• **ABOUT THIS EXERCISE**
Output every record exactly and leave each picture out.

• **EXERCISE DATA**
------------------------------------------------------------------------

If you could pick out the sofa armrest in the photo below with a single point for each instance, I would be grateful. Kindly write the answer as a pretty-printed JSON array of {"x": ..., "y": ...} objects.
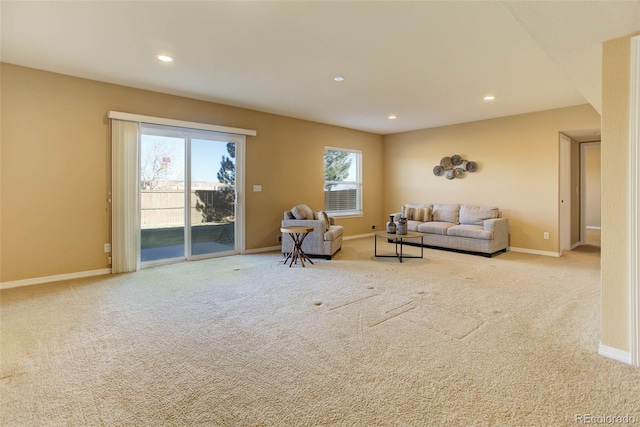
[
  {"x": 499, "y": 227},
  {"x": 318, "y": 227}
]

------------------------------------------------------------------------

• **SOLUTION TO THIS TASK**
If you could pick out the sofa armrest in the photo below with a single point for each instance, I would be grateful. Kindly write the answer as a pretty-printed JSON array of {"x": ..., "y": ...} objects.
[
  {"x": 499, "y": 227},
  {"x": 318, "y": 227}
]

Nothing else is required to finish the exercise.